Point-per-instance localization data
---*---

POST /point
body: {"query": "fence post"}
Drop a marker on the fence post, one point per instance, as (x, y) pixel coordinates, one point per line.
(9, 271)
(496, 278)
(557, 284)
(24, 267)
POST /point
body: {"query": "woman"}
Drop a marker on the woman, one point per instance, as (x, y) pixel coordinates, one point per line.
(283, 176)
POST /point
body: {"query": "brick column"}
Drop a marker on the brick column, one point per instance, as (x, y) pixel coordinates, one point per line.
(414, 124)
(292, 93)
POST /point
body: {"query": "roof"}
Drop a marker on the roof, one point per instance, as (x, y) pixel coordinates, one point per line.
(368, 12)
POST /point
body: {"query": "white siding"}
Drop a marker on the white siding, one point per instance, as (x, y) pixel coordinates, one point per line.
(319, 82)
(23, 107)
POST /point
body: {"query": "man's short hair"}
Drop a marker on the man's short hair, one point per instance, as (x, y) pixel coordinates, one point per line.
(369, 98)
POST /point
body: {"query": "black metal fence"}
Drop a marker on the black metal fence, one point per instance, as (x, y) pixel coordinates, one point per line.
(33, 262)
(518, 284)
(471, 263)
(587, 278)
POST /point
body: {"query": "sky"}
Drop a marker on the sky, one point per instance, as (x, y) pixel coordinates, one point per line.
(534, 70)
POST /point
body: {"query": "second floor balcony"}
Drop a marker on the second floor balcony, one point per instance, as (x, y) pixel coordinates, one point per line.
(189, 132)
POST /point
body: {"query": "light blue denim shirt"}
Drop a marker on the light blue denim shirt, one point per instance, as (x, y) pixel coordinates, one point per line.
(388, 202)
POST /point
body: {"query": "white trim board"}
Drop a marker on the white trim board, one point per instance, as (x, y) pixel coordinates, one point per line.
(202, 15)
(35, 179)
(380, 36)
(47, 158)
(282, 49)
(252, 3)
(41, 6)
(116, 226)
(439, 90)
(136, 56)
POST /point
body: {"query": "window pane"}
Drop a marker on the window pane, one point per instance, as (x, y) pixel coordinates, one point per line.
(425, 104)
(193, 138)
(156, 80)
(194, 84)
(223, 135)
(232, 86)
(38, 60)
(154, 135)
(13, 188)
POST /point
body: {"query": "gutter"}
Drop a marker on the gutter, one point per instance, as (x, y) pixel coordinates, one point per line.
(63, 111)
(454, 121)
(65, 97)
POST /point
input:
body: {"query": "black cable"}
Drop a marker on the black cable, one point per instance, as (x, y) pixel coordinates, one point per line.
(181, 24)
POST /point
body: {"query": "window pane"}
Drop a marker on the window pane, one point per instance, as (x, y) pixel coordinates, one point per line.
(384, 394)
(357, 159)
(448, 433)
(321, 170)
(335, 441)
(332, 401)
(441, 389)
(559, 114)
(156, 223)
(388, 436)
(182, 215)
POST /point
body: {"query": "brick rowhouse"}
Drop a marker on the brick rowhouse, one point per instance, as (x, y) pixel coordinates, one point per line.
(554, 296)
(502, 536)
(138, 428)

---*---

_Task description:_ Output the records in full. Keep every character as it is.

_Response for this exercise:_
POST /point
body: {"query": "fence post"}
Drop a marker on the fence post, one point per instance, as (x, y) pixel coordinates, one point per line.
(9, 271)
(496, 278)
(557, 284)
(24, 267)
POST /point
body: {"query": "woman"}
Drop a marker on the woman, one point per instance, as (x, y) pixel coordinates, one point per line.
(283, 176)
POST /point
body: {"query": "brick column"}
Drop a marker on the brick column, one point per instance, as (x, y) pixel coordinates, one point per line.
(414, 124)
(292, 93)
POST /point
body: {"query": "roof"}
Drop a marker on the roof, one point per instance, as (x, y) pixel coordinates, one point per line.
(368, 12)
POST /point
body: {"query": "white siding"}
Drop a marker on the white siding, one point per instance, as (x, y) pixel coordinates, one point per line.
(319, 82)
(23, 107)
POST /point
body: {"query": "man's short hair"}
Drop a marker on the man's short hair, one point per instance, as (x, y) pixel coordinates, one point per line.
(369, 98)
POST /point
body: {"query": "black metal fence"}
Drop a marker on the black metal fence, one point per instance, as (x, y) pixel coordinates, one point per line.
(33, 262)
(518, 284)
(471, 263)
(587, 278)
POST /point
body: {"query": "sky"}
Drop a marker on the sky, one point per instance, as (x, y) pixel coordinates, one point per line.
(534, 70)
POST /point
body: {"query": "second floor balcony"}
Drop a marker on the second floor balcony, one point per instance, as (x, y) pixel coordinates, one point per line.
(189, 132)
POST /point
body: {"query": "light blue denim shirt"}
Drop a marker on the light blue denim shirt, one point per instance, as (x, y) pixel coordinates, one point per line.
(388, 202)
POST /point
body: {"query": "white trim board"}
Drop a marker on the white trim board, one point per instance, as (x, y) pixel coordinates, one point per line.
(202, 15)
(35, 179)
(380, 36)
(47, 158)
(282, 49)
(252, 3)
(41, 6)
(116, 226)
(439, 90)
(136, 56)
POST /point
body: {"query": "window pane"}
Drop a marker on the window pane, one point per instance, as (x, y) pixel coordinates, one point per line.
(425, 104)
(193, 138)
(156, 80)
(194, 84)
(223, 135)
(232, 86)
(38, 60)
(154, 135)
(13, 188)
POST /point
body: {"query": "gutter"}
Drop a marker on the gutter, one point per instance, as (x, y) pixel coordinates, one point per line.
(63, 111)
(454, 121)
(65, 97)
POST /point
input:
body: {"query": "black cable"}
Drop a marker on the black cable, one point per instance, as (x, y) pixel coordinates, one point per line.
(181, 24)
POST /point
body: {"query": "window pane"}
Drop a marker on the window pane, one point per instance, as (x, y) pixel coordinates, one point per line.
(384, 394)
(357, 159)
(448, 433)
(321, 170)
(335, 441)
(332, 401)
(441, 389)
(559, 114)
(156, 223)
(388, 436)
(182, 215)
POST /point
body: {"query": "brick rowhouse"}
Drop a marker on the brick rowhouse, one point per instance, as (x, y) pixel coordinates, one point per line.
(554, 296)
(502, 536)
(138, 428)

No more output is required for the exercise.